• **Work to be completed**
Present every line of the records below as a numbered list, leaving out the blank lines.

• **Records for the task**
[START]
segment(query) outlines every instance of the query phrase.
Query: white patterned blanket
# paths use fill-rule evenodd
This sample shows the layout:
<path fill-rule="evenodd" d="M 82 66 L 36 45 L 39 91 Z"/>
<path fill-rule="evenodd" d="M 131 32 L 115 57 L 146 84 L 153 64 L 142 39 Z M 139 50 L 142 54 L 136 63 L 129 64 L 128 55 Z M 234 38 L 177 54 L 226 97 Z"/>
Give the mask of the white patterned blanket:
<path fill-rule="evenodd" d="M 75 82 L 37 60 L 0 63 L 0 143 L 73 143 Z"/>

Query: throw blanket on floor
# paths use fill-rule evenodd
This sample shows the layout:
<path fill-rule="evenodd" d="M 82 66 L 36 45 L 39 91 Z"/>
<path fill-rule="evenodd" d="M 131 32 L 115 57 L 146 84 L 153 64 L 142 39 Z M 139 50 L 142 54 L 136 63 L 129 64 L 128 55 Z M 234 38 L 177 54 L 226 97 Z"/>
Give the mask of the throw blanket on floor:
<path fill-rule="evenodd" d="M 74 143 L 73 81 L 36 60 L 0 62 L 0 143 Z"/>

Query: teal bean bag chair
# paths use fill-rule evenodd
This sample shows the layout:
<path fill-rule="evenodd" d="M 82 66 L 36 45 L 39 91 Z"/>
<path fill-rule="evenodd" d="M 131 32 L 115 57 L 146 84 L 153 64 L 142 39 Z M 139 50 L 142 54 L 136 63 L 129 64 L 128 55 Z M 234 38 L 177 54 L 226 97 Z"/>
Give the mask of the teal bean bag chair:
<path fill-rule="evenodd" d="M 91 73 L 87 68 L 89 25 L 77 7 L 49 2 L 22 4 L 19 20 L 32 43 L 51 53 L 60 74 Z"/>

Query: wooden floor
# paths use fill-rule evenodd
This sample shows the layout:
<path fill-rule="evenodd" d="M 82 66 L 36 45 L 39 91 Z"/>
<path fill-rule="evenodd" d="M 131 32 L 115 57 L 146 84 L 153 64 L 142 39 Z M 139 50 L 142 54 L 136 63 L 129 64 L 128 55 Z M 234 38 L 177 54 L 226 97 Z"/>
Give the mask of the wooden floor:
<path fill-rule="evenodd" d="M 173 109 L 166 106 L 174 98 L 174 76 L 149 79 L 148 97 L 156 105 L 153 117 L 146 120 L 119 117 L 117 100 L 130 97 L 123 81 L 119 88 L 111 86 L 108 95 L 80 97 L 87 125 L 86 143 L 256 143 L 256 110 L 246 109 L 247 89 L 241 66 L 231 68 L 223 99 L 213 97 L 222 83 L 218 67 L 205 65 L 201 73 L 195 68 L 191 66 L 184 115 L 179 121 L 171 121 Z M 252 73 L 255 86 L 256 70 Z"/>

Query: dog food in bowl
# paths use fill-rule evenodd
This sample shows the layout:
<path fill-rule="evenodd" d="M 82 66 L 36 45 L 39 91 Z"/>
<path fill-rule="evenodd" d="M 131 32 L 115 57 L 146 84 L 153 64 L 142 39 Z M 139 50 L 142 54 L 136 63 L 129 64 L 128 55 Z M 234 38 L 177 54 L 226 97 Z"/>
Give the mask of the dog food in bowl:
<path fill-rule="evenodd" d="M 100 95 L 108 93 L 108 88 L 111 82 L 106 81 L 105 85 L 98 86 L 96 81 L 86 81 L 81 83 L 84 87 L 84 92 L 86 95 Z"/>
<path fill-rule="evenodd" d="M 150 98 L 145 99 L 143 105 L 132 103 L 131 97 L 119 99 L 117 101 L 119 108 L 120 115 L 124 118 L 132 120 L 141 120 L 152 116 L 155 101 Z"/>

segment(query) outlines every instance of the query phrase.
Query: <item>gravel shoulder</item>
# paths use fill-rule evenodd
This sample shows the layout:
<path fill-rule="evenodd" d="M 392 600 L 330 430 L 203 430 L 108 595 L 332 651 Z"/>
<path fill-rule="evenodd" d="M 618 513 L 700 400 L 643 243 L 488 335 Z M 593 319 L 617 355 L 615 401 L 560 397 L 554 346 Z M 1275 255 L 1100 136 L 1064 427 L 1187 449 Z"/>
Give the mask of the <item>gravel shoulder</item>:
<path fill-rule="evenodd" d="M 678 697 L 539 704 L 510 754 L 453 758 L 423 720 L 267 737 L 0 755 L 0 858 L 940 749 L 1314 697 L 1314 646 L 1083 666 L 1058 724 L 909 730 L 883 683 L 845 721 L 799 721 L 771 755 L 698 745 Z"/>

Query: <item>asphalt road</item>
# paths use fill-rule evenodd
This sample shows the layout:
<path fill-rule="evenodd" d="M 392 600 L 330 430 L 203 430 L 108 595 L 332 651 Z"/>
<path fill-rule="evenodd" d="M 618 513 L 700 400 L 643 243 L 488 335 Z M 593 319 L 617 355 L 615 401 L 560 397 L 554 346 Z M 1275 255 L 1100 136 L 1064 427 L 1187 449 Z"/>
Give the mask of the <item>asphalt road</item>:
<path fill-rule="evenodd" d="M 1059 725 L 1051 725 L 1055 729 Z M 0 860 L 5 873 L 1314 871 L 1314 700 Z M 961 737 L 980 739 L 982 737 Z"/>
[END]
• **Problem solution**
1. segment(query) outlines every instance of the query phrase.
2. Query: white patterned blanket
3. # paths use fill-rule evenodd
4. This sample shows the layout:
5. <path fill-rule="evenodd" d="M 82 66 L 36 45 L 39 91 Z"/>
6. <path fill-rule="evenodd" d="M 131 32 L 115 57 L 146 84 L 153 64 L 142 39 Z M 139 50 L 142 54 L 136 63 L 129 64 L 128 55 Z M 234 38 L 177 54 L 226 97 Z"/>
7. Give the mask of the white patterned blanket:
8. <path fill-rule="evenodd" d="M 75 82 L 37 60 L 0 63 L 0 143 L 73 143 Z"/>
9. Query: throw blanket on floor
10. # paths use fill-rule evenodd
11. This sample shows the layout:
12. <path fill-rule="evenodd" d="M 82 66 L 36 45 L 39 91 Z"/>
13. <path fill-rule="evenodd" d="M 131 32 L 115 57 L 146 84 L 153 64 L 142 39 Z M 139 50 L 142 54 L 136 63 L 129 64 L 128 55 Z M 234 38 L 177 54 L 226 97 Z"/>
14. Give the mask of the throw blanket on floor:
15. <path fill-rule="evenodd" d="M 74 143 L 73 81 L 36 60 L 0 62 L 0 143 Z"/>
16. Query: teal bean bag chair
17. # paths use fill-rule evenodd
18. This sample shows the layout:
19. <path fill-rule="evenodd" d="M 82 66 L 36 45 L 39 91 Z"/>
20. <path fill-rule="evenodd" d="M 131 32 L 115 57 L 146 84 L 153 64 L 142 39 Z M 139 50 L 142 54 L 136 63 L 129 64 L 128 55 Z M 234 38 L 177 54 L 226 97 Z"/>
21. Give the mask of the teal bean bag chair:
22. <path fill-rule="evenodd" d="M 91 73 L 87 68 L 89 25 L 77 7 L 49 2 L 22 4 L 19 20 L 32 43 L 51 53 L 60 74 Z"/>
23. Query: wooden floor
24. # paths use fill-rule evenodd
25. This sample shows the layout:
26. <path fill-rule="evenodd" d="M 82 66 L 36 45 L 39 91 Z"/>
27. <path fill-rule="evenodd" d="M 131 32 L 115 57 L 146 84 L 153 64 L 142 39 Z M 139 50 L 142 54 L 136 63 L 129 64 L 128 55 Z M 234 38 L 177 54 L 226 97 Z"/>
28. Give the mask of the wooden floor:
29. <path fill-rule="evenodd" d="M 173 109 L 166 106 L 174 98 L 174 76 L 149 79 L 148 97 L 156 105 L 153 117 L 146 120 L 119 117 L 117 100 L 130 97 L 123 81 L 119 88 L 111 86 L 108 95 L 80 97 L 87 125 L 86 143 L 256 143 L 256 110 L 246 109 L 247 89 L 241 66 L 231 68 L 223 99 L 213 97 L 222 83 L 218 67 L 205 65 L 201 73 L 195 68 L 191 66 L 184 115 L 179 121 L 171 121 Z M 252 73 L 255 86 L 256 70 Z"/>
30. Query: dog food in bowl
31. # paths use fill-rule evenodd
32. This sample shows the layout:
33. <path fill-rule="evenodd" d="M 82 66 L 36 45 L 39 91 Z"/>
34. <path fill-rule="evenodd" d="M 131 32 L 115 57 L 146 84 L 153 64 L 142 39 Z M 139 50 L 142 54 L 136 63 L 129 64 L 128 55 Z M 234 38 L 177 54 L 226 97 Z"/>
35. Give the mask of the dog food in bowl:
36. <path fill-rule="evenodd" d="M 100 95 L 108 93 L 108 88 L 111 82 L 106 81 L 105 85 L 98 86 L 96 81 L 86 81 L 81 83 L 84 87 L 84 92 L 86 95 Z"/>
37. <path fill-rule="evenodd" d="M 150 98 L 145 99 L 143 105 L 132 103 L 131 97 L 119 99 L 117 101 L 119 108 L 120 115 L 124 118 L 132 120 L 141 120 L 152 116 L 155 101 Z"/>
38. segment(query) outlines every instance of the query phrase.
39. Query: <item>gravel shoulder</item>
40. # paths use fill-rule evenodd
41. This sample shows the layout:
42. <path fill-rule="evenodd" d="M 392 600 L 330 430 L 203 430 L 108 595 L 332 651 Z"/>
43. <path fill-rule="evenodd" d="M 618 513 L 700 400 L 643 243 L 488 335 Z M 593 319 L 617 355 L 615 401 L 560 397 L 554 346 Z M 1275 255 L 1100 136 L 1064 427 L 1187 449 Z"/>
44. Give the mask of the <item>gravel shoulder</item>:
45. <path fill-rule="evenodd" d="M 678 697 L 539 704 L 510 754 L 453 758 L 423 720 L 267 737 L 0 755 L 0 858 L 940 749 L 1314 697 L 1314 646 L 1083 666 L 1058 724 L 909 730 L 883 683 L 845 721 L 799 721 L 771 755 L 698 745 Z"/>
46. Query: <item>asphalt road</item>
47. # paths use fill-rule evenodd
48. This sample shows the layout:
49. <path fill-rule="evenodd" d="M 392 600 L 330 430 L 203 430 L 108 595 L 332 651 Z"/>
50. <path fill-rule="evenodd" d="M 618 513 L 700 400 L 643 243 L 488 335 Z M 593 319 L 617 355 L 615 401 L 560 397 L 554 346 Z M 1275 255 L 1100 136 L 1064 427 L 1187 449 Z"/>
51. Give the mask of the <item>asphalt road</item>:
52. <path fill-rule="evenodd" d="M 1059 725 L 1051 725 L 1055 729 Z M 0 860 L 5 873 L 1314 871 L 1314 700 Z M 961 737 L 980 739 L 982 737 Z"/>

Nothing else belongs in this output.